**WHAT YOU HAVE TO DO**
Write out the passage on Moody's growth projections word for word, from "In its February" up to and including "6.5 per cent.".

**SOURCE TEXT**
======

It however revised downwards India’s growth estimate for 2022 to 6.8 per cent from 7 per cent pegged in November last year.
In its February update to Global Macro Outlook 2023-24, Moody’s raised the baseline 2023 real growth projections “meaningfully” for several G20 economies, including the US, Canada, the Euro area, India, Russia, Mexico, and Turkiye, accounting for a stronger end to 2022.
“In the case of India, the upward revisions additionally incorporate the sharp increase in capital expenditure budget allocation to Rs 10 trillion (3.3 per cent of GDP) for fiscal year 2023-24, up from Rs 7.5 trillion for the fiscal year ending in March 2023,” Moody’s said while projecting a 70 basis points increase in 2023 real GDP growth at 5.5 per cent and 2024 growth at 6.5 per cent.
It said India’s growth projection has been “meaningfully raised” as strong data in the second half of 2022 created large carry-over effects for 2023.
Moody’s said economic momentum in a number of large emerging market countries, including India, has proved more resilient to last year’s tightening in the global and domestic financial environment than it had anticipated.
An eventual let-up in monetary policy tightening in the US will help stabilise, if not improve, capital flows to emerging market countries. However, until inflation in advanced economies is firmly in check, emerging markets will remain vulnerable to bouts of heightened financial market volatility, it said. The Indian economy in the third quarter of the ongoing fiscal saw its growth rate moderating to 4.4% as weaker global demand and high inflation weighed on the world’s fifth-largest economy.
Quarterly data showed GDP growth down from 6.3 percent in the September quarter after consumption weakened following India’s festive season.

======

**DATASET RECORDS**
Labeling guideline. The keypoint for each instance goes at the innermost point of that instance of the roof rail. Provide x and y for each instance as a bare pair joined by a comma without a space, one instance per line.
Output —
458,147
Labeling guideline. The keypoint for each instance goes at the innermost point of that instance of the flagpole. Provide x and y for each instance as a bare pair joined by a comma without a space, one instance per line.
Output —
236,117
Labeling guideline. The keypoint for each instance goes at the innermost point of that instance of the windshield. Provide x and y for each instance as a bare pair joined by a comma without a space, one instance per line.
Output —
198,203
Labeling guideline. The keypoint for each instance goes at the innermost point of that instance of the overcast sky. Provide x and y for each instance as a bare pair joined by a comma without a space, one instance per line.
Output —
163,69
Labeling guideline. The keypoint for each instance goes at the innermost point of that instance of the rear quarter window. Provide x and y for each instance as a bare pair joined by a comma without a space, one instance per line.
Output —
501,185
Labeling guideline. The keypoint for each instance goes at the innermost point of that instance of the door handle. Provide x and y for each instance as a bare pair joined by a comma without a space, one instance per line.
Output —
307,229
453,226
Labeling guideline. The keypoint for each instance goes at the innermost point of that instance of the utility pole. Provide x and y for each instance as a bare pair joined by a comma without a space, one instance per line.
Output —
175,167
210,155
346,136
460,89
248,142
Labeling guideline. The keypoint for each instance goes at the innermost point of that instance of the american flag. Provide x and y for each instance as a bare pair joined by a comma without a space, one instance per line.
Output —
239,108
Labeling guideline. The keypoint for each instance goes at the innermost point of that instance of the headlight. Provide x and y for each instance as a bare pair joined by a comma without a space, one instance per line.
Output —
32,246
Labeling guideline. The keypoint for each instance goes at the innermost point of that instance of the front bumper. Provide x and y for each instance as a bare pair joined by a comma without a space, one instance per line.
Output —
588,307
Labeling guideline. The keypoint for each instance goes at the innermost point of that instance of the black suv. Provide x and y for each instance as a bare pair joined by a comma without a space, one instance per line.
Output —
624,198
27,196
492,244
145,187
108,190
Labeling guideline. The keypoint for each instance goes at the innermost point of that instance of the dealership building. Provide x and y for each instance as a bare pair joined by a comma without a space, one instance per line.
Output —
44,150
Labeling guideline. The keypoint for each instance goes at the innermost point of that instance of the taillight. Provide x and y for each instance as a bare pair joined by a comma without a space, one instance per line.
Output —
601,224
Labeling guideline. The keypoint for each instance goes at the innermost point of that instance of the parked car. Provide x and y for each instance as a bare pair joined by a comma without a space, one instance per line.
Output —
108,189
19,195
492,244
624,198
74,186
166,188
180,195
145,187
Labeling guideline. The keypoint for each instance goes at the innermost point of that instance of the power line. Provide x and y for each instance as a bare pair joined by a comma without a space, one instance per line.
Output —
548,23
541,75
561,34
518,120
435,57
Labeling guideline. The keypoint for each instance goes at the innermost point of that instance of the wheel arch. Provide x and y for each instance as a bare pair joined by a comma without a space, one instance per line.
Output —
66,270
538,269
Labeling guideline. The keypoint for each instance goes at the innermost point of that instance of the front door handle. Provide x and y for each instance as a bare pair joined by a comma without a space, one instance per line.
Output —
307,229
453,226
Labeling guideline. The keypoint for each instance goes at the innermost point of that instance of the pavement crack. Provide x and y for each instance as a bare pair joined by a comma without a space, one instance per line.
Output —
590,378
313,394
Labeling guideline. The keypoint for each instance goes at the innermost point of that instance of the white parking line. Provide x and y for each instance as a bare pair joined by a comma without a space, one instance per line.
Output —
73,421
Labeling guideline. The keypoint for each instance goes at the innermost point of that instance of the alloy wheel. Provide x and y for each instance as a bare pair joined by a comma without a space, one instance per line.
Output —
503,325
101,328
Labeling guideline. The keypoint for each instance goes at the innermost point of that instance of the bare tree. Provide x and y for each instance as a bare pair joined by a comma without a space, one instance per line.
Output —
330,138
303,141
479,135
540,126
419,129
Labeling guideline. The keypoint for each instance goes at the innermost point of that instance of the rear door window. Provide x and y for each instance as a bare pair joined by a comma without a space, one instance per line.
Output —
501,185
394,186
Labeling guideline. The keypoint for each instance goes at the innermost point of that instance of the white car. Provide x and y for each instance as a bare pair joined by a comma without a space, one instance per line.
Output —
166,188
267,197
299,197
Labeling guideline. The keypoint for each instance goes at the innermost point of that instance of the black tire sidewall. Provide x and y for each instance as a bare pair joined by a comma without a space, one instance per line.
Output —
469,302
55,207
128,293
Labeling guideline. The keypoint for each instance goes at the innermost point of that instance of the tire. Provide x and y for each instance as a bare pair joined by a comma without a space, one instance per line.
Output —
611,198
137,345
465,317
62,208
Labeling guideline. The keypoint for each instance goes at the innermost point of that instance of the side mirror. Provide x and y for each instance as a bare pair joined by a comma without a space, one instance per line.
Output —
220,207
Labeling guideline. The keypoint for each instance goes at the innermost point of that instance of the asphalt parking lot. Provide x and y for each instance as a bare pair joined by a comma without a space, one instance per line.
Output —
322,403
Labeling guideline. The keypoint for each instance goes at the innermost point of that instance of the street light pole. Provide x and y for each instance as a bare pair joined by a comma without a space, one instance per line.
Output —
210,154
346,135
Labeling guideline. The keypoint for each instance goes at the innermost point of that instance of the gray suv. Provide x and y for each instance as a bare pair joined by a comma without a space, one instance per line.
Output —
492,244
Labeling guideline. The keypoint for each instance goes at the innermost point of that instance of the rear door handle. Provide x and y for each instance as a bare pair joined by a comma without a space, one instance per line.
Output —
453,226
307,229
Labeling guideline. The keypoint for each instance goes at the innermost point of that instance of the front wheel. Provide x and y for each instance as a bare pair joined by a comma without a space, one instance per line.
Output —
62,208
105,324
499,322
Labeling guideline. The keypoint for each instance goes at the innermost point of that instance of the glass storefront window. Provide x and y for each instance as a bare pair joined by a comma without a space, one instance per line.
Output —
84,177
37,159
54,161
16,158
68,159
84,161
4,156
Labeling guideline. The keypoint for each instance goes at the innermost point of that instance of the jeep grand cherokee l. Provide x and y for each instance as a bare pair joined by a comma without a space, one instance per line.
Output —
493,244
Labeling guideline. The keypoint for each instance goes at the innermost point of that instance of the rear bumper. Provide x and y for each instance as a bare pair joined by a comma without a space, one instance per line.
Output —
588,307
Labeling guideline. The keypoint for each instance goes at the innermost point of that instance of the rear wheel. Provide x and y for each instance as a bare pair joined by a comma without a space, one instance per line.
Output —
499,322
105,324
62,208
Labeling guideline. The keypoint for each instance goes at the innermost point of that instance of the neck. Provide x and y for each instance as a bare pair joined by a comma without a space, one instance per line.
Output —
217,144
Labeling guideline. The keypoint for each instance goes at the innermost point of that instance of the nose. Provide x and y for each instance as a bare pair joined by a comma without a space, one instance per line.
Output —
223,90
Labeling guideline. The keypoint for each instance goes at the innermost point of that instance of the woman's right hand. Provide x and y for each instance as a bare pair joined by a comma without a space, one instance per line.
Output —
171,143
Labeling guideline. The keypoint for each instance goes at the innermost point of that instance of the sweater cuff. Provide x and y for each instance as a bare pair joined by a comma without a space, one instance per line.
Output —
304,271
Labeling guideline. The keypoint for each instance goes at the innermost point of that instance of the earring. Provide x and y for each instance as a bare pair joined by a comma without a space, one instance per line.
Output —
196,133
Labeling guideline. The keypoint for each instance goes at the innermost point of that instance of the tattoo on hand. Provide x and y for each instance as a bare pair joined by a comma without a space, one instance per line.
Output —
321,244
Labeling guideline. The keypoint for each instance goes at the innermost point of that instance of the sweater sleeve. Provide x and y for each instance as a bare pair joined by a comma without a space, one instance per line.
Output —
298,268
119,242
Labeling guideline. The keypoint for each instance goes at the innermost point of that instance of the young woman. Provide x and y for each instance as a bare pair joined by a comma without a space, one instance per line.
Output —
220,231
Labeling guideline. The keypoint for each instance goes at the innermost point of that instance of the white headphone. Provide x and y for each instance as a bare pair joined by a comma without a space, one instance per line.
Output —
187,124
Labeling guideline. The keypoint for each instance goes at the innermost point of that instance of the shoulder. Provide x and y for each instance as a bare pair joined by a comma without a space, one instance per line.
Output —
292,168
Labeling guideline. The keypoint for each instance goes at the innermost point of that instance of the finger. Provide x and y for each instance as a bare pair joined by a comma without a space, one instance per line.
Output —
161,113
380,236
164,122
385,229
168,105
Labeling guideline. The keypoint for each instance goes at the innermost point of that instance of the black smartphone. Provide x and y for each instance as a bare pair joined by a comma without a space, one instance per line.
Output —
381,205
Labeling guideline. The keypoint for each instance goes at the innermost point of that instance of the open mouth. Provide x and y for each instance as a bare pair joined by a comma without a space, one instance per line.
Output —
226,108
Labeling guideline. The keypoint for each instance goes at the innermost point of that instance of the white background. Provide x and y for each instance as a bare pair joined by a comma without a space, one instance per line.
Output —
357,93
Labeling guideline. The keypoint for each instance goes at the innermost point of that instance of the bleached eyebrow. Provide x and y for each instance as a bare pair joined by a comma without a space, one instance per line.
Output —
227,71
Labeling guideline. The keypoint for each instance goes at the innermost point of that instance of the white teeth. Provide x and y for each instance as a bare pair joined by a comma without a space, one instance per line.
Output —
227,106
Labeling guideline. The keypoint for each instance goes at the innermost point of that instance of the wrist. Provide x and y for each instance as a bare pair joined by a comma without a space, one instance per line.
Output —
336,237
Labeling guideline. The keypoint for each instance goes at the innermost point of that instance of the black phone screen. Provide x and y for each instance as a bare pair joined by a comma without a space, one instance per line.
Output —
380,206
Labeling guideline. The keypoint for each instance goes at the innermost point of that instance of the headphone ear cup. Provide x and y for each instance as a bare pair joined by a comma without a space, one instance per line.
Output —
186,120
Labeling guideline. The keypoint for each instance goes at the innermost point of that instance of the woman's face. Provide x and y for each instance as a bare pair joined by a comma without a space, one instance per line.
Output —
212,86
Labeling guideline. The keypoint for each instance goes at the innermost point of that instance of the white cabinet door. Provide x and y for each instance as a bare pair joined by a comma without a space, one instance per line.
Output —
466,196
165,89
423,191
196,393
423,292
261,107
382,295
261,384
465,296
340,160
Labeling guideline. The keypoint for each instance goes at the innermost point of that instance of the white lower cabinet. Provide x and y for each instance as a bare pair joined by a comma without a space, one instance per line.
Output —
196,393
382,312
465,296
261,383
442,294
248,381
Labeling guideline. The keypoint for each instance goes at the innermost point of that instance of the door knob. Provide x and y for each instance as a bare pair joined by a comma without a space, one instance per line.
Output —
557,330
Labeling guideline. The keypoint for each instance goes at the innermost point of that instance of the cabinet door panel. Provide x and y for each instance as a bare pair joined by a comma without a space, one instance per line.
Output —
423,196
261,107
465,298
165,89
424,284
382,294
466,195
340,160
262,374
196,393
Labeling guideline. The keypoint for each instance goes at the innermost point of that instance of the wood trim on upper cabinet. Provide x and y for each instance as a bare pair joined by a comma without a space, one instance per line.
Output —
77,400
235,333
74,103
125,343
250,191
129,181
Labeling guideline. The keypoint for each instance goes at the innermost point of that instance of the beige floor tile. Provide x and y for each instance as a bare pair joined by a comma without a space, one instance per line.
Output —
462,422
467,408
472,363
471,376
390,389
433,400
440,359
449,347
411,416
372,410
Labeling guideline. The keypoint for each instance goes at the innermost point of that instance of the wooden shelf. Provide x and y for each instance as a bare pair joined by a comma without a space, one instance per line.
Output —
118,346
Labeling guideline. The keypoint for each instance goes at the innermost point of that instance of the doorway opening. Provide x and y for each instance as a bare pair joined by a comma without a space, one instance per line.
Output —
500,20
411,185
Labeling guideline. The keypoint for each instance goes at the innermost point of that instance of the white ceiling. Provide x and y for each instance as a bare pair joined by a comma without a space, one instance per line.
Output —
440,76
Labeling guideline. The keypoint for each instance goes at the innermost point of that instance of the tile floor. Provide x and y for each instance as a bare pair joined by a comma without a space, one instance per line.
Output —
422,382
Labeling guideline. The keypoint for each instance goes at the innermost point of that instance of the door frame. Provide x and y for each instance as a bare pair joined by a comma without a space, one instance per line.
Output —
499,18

======

**TASK RESPONSE**
In its February update to Global Macro Outlook 2023-24, Moody’s raised the baseline 2023 real growth projections “meaningfully” for several G20 economies, including the US, Canada, the Euro area, India, Russia, Mexico, and Turkiye, accounting for a stronger end to 2022.
“In the case of India, the upward revisions additionally incorporate the sharp increase in capital expenditure budget allocation to Rs 10 trillion (3.3 per cent of GDP) for fiscal year 2023-24, up from Rs 7.5 trillion for the fiscal year ending in March 2023,” Moody’s said while projecting a 70 basis points increase in 2023 real GDP growth at 5.5 per cent and 2024 growth at 6.5 per cent.